In the text about Gabriel's reading before Easyread, transcribe everything from "The stagnation in" down to "a speech-language pathologist.".

++++ PAGE TEXT ++++

What was reading practice and spelling like for Gabriel before Easyread? (main concerns, consistent patterns and frustrations)

Before Easyread, reading practice was unproductive and often frustrating. He had met all age-related transitional markers (sitting, crawling, walking, talking…), was socially adjusted and did well in school until reading started. He did well initially, but never progressed passed letters in isolation. He excels far beyond his age in mathematics and technology. The main concerns which developed were an inability to see the similarity of two words, i.e.: \”we\” and \”we\”, when placed in close proximity, the inability to consistently recall directionality (reading from left to right or letter position – p/b/q/d…). (We had previously read right to left in another language and this may not have helped.) He struggled with copy writing and wasn’t at the level of spelling when we started Easyread. Speech and pronunciation (th/s/r/tr…) were becoming a concern as well as these were showing signs of less development than in other areas.

What types of reading and spelling support had been tried with him before Easyread?

The stagnation in his reading progression led us to try different approaches (phonetic, sight word memorization (i.e.: flash cards), letter imagery (M=Mountain…), syllabic), contextual and visual cueing. We tried different languages (as we are from a multi-lingual family), different text sizes and colours and a reading guide (like a construction square but adjusted to the size of the text being read). His vision was tested. We had also saw a speech-language pathologist.

++++ EXTRACTED ENTRIES ++++

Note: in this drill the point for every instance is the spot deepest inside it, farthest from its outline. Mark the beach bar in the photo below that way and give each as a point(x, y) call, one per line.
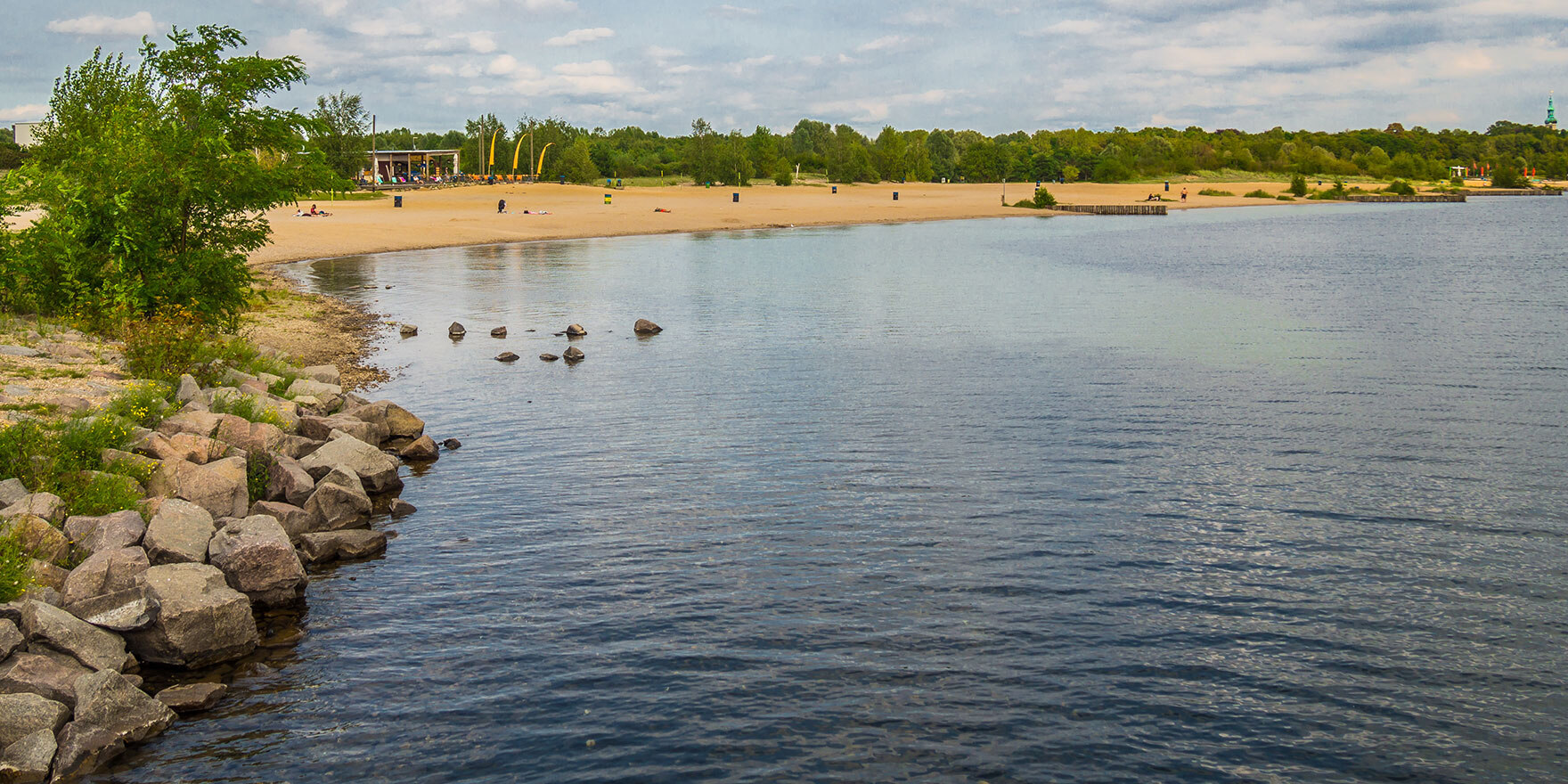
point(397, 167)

++++
++++ EXTRACTED ENTRIES ++++

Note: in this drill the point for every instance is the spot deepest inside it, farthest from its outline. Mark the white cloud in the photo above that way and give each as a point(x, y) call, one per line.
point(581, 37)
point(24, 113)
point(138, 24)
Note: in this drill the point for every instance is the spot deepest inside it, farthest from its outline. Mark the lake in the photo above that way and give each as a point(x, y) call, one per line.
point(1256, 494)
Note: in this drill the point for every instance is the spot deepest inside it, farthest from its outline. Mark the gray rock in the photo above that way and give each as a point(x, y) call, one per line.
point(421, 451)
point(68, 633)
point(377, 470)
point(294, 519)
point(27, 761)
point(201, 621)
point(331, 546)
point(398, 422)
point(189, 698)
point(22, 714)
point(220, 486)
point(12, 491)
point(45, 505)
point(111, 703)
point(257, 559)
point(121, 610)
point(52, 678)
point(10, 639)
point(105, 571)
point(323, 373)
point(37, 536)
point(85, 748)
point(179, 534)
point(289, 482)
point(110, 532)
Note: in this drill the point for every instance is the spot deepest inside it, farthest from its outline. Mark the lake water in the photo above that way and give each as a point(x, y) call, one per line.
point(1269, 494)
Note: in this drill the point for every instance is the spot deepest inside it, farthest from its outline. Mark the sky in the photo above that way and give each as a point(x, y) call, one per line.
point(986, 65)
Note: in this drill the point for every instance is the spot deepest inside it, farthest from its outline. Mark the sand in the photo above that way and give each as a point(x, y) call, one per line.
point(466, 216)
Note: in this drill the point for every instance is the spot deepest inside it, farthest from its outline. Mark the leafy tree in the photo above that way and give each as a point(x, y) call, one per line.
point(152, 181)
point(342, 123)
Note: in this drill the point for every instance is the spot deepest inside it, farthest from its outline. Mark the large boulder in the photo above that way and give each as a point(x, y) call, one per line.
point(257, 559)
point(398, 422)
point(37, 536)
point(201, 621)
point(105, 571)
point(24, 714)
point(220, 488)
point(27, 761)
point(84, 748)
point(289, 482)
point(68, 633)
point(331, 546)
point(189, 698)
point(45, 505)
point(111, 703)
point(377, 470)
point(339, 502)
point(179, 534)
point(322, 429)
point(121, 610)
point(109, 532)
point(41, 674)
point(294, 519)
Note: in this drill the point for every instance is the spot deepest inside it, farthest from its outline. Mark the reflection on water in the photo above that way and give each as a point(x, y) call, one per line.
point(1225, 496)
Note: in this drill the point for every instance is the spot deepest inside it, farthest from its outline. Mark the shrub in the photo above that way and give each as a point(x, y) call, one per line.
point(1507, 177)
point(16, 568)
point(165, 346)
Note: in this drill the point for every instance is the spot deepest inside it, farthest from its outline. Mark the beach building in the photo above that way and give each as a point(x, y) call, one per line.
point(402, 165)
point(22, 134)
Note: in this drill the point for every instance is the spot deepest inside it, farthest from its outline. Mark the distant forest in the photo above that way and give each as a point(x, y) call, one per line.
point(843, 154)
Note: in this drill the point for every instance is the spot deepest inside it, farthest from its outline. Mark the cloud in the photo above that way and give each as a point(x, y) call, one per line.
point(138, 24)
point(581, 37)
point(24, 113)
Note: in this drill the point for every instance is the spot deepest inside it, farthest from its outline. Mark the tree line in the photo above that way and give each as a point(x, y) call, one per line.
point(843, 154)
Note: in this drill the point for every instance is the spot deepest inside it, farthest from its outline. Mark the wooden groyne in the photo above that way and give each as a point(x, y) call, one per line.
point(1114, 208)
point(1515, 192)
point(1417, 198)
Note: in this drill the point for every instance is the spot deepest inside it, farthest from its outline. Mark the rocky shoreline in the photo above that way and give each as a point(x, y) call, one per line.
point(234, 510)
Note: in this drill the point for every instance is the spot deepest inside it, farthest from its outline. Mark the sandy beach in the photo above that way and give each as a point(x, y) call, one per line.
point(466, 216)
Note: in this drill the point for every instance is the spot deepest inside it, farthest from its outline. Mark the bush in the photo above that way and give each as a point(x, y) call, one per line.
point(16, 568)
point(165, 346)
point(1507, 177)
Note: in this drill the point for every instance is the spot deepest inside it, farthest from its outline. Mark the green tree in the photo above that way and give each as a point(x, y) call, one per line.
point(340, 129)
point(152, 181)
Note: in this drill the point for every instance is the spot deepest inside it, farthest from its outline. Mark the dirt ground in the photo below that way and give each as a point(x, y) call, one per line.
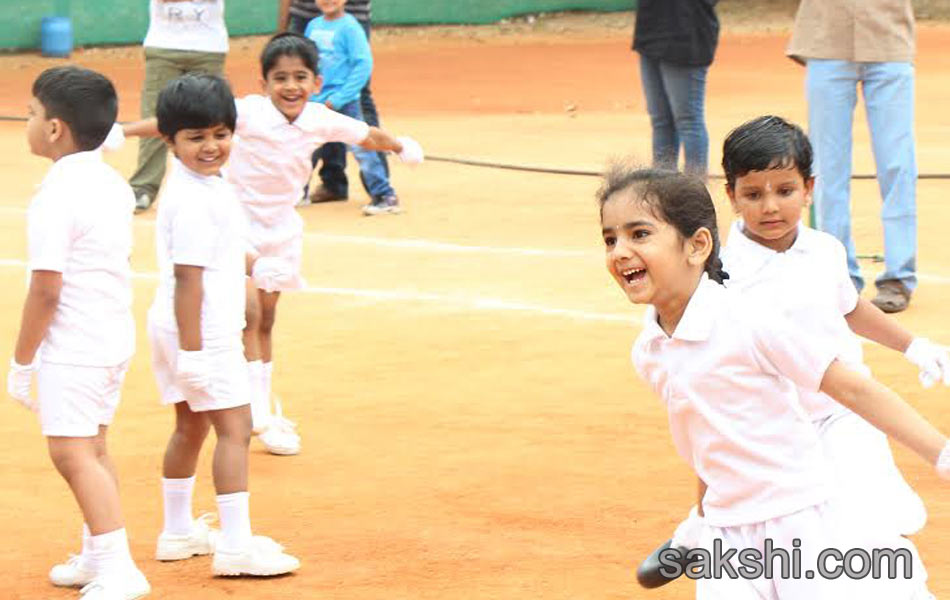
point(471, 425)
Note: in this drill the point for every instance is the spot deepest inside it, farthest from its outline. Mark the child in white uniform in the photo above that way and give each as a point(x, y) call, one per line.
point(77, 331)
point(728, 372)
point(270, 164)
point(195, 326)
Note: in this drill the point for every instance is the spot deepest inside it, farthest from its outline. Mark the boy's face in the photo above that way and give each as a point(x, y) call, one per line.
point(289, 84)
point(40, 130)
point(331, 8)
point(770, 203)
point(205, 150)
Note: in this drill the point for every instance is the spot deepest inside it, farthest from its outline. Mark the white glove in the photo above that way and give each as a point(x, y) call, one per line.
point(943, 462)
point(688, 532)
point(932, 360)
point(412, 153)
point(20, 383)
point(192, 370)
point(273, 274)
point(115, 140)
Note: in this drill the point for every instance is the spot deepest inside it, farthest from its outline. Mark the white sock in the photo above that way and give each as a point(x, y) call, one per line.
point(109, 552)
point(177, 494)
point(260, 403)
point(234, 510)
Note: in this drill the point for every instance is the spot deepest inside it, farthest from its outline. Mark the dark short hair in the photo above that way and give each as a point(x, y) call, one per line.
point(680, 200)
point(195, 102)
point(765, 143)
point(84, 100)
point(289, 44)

++++

ANSWER SPACE:
The stagnation in his reading progression led us to try different approaches (phonetic, sight word memorization (i.e.: flash cards), letter imagery (M=Mountain…), syllabic), contextual and visual cueing. We tried different languages (as we are from a multi-lingual family), different text sizes and colours and a reading guide (like a construction square but adjusted to the size of the text being read). His vision was tested. We had also saw a speech-language pathologist.